§ **Labeled-object pointing entries**:
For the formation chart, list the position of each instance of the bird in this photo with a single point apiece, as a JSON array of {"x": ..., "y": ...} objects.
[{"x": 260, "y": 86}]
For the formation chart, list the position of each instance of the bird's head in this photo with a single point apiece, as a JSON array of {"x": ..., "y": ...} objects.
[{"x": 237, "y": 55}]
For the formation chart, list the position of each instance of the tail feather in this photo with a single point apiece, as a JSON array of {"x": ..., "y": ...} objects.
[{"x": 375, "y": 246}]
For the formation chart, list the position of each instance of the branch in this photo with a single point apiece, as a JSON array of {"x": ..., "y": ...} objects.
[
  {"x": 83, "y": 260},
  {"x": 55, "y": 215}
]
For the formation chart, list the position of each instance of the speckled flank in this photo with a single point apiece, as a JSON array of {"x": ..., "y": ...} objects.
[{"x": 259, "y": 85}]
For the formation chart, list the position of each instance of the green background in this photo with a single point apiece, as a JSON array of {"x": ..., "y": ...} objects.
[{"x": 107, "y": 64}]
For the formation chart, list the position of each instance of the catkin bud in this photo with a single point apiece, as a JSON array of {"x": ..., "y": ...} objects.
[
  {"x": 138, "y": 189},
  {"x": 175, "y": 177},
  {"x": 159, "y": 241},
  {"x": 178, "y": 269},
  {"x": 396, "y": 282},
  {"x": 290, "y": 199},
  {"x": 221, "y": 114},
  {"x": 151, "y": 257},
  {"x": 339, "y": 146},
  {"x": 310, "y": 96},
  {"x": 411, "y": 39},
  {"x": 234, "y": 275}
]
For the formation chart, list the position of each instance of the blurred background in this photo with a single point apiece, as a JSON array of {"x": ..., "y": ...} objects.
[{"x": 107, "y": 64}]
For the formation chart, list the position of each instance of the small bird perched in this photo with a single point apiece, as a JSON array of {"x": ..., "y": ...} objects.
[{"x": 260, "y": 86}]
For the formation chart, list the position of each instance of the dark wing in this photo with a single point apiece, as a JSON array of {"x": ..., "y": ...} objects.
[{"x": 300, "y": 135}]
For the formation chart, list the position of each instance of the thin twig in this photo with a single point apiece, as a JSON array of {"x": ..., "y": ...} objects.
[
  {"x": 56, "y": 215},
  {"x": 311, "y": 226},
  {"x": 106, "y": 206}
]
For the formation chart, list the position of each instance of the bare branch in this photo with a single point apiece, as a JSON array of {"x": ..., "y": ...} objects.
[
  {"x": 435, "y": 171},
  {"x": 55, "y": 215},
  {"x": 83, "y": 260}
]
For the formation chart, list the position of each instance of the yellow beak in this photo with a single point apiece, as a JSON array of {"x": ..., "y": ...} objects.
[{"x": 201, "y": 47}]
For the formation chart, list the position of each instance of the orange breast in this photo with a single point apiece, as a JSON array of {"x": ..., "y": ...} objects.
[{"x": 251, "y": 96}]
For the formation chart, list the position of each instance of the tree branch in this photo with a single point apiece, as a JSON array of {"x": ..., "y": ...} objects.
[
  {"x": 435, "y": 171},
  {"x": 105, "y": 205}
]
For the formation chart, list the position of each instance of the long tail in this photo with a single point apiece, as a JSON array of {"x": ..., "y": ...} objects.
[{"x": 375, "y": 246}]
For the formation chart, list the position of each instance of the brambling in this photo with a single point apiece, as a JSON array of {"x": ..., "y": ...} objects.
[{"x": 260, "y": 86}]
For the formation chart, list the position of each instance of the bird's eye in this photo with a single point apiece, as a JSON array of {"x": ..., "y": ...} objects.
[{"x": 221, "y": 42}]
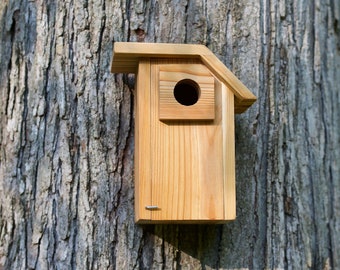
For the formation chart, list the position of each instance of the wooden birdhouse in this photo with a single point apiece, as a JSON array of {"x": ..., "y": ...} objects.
[{"x": 184, "y": 132}]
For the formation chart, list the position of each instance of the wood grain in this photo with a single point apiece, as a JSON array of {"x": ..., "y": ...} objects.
[{"x": 187, "y": 160}]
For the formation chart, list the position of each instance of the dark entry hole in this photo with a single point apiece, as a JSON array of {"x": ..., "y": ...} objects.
[{"x": 187, "y": 92}]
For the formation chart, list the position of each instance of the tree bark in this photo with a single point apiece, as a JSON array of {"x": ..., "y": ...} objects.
[{"x": 67, "y": 135}]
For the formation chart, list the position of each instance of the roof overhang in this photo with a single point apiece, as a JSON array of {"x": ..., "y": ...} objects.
[{"x": 126, "y": 56}]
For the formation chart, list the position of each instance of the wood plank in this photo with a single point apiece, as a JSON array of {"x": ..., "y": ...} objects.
[
  {"x": 142, "y": 143},
  {"x": 228, "y": 128},
  {"x": 133, "y": 51},
  {"x": 170, "y": 75},
  {"x": 187, "y": 166}
]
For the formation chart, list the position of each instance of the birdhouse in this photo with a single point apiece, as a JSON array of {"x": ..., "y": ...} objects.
[{"x": 184, "y": 132}]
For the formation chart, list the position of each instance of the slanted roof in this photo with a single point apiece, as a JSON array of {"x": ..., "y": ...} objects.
[{"x": 126, "y": 56}]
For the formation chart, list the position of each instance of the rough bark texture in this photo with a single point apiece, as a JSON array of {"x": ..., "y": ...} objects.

§ **Your goal**: Make an exact copy of the data above, pictures excluded.

§ **Solved exercise**:
For the formation chart, list the position of each instance of the bird in this photo with a single point apiece, as a JSON array of {"x": ..., "y": ...} objects.
[{"x": 260, "y": 86}]
For the formation chart, list the position of each instance of the bird's head in this photo with a single point apiece, as a JSON array of {"x": ..., "y": ...} objects.
[{"x": 237, "y": 55}]
For the formation chart, list the position of each instance of the tail feather in this photo with a single point apiece, as a JSON array of {"x": ..., "y": ...} objects.
[{"x": 375, "y": 246}]
For the formation chart, list the position of each instance of the branch in this photo with a single point apiece, as a JSON array of {"x": ..., "y": ...} objects.
[
  {"x": 83, "y": 260},
  {"x": 55, "y": 215}
]
For the formation chart, list the position of each instance of the speckled flank in this photo with a single point apiece, as a JSON array of {"x": ..., "y": ...} objects.
[{"x": 259, "y": 85}]
For the formation chart, list the position of each instance of the green background in this photo with a single point apiece, as a JSON array of {"x": ..., "y": ...} objects.
[{"x": 107, "y": 64}]
For the formation chart, list the position of each instance of the catkin bud in this photo with a single point apiece, as a JSON array of {"x": ..., "y": ...} objects.
[
  {"x": 138, "y": 189},
  {"x": 175, "y": 177},
  {"x": 159, "y": 241},
  {"x": 178, "y": 269},
  {"x": 396, "y": 282},
  {"x": 290, "y": 199},
  {"x": 221, "y": 114},
  {"x": 151, "y": 257},
  {"x": 339, "y": 146},
  {"x": 310, "y": 96},
  {"x": 411, "y": 39},
  {"x": 234, "y": 275}
]
For the formation chart, list the position of each instance of the blurred background in this photo with a single point apiece, as a JSON array of {"x": ..., "y": ...} objects.
[{"x": 107, "y": 64}]
For the formation chart, list the position of each instance of the small bird perched in this photo with a single point apiece, as a JSON array of {"x": ..., "y": ...} objects.
[{"x": 260, "y": 86}]
For the formation chart, list the position of each instance of the dark wing in this photo with a single point apiece, as a JSON array of {"x": ..., "y": ...} objects.
[{"x": 300, "y": 135}]
For the formation chart, list the position of each instance of the thin twig in this photo with a single point apiece, as a JSON array of {"x": ..., "y": ...} objects.
[
  {"x": 56, "y": 215},
  {"x": 311, "y": 226},
  {"x": 106, "y": 206}
]
For the formation chart, list the position of each instance of the bare branch in this photo with a single point apiece, as a JSON array of {"x": ..., "y": ...} objects.
[
  {"x": 435, "y": 171},
  {"x": 55, "y": 215},
  {"x": 83, "y": 260}
]
For the formation chart, list the position of each instance of the yellow beak in this photo with a single point apiece, as a JSON array of {"x": ..., "y": ...} objects.
[{"x": 201, "y": 47}]
For the formation chart, list the position of each instance of the orange breast in this photo with a single point apiece, as a JSON array of {"x": ..., "y": ...} objects.
[{"x": 251, "y": 96}]
For the formation chart, list the position of each instance of the tree branch in this photo with a single point apiece, as a JSON array of {"x": ..., "y": ...} objects.
[
  {"x": 435, "y": 171},
  {"x": 105, "y": 205}
]
For the formation chart, list the position of each instance of the long tail in this photo with a single point apiece, as a JSON array of {"x": ..., "y": ...} objects.
[{"x": 375, "y": 246}]
For the formation chart, list the position of each instance of the brambling in this photo with a single point apiece, as a JSON array of {"x": ..., "y": ...} objects.
[{"x": 260, "y": 86}]
For the formation chart, list the position of each instance of the bird's eye in this photo with a single point apiece, as a JSON array of {"x": ..., "y": ...} objects.
[{"x": 221, "y": 42}]
For the formation chart, list the position of each instance of the wooden birdhouse in this photo with a single point apiece, as a JSON array of {"x": ..., "y": ...} objects.
[{"x": 184, "y": 132}]
For the formation chart, list the position of each instance of the wood grain in this photo with a single point apiece, as a JSON array of {"x": ..., "y": ...} objects.
[{"x": 187, "y": 160}]
For the formation chart, list the position of each instance of the dark entry hole in this photo with a single point apiece, as a JSON array of {"x": ..., "y": ...} objects.
[{"x": 187, "y": 92}]
For the formation chart, list the position of each instance of the tree bark in this photo with a single point apiece, as a JSON array of {"x": ..., "y": ...} objects.
[{"x": 67, "y": 135}]
For the formation chart, list the position of each instance of the roof overhang in this photo with a single point apiece, as a JSON array of {"x": ..., "y": ...} objects.
[{"x": 126, "y": 56}]
For the formation chart, list the position of each instance of the wood plank in this photo with a single point apiece, as a JSON array of {"x": ..., "y": ...} objects.
[
  {"x": 142, "y": 143},
  {"x": 228, "y": 128},
  {"x": 133, "y": 51},
  {"x": 170, "y": 75},
  {"x": 187, "y": 166}
]
For the formation chart, list the position of each instance of the birdhouse in this photo with a single point apiece, as a JSON array of {"x": ..., "y": ...} objects.
[{"x": 184, "y": 132}]
For the formation chart, list the position of each instance of the slanted roof in this photo with a single point apiece, as a JSON array of {"x": ..., "y": ...} objects.
[{"x": 126, "y": 56}]
For the formation chart, list the position of each instance of the rough bark texture in this photo with a single point apiece, as a JSON array of {"x": ..., "y": ...} objects.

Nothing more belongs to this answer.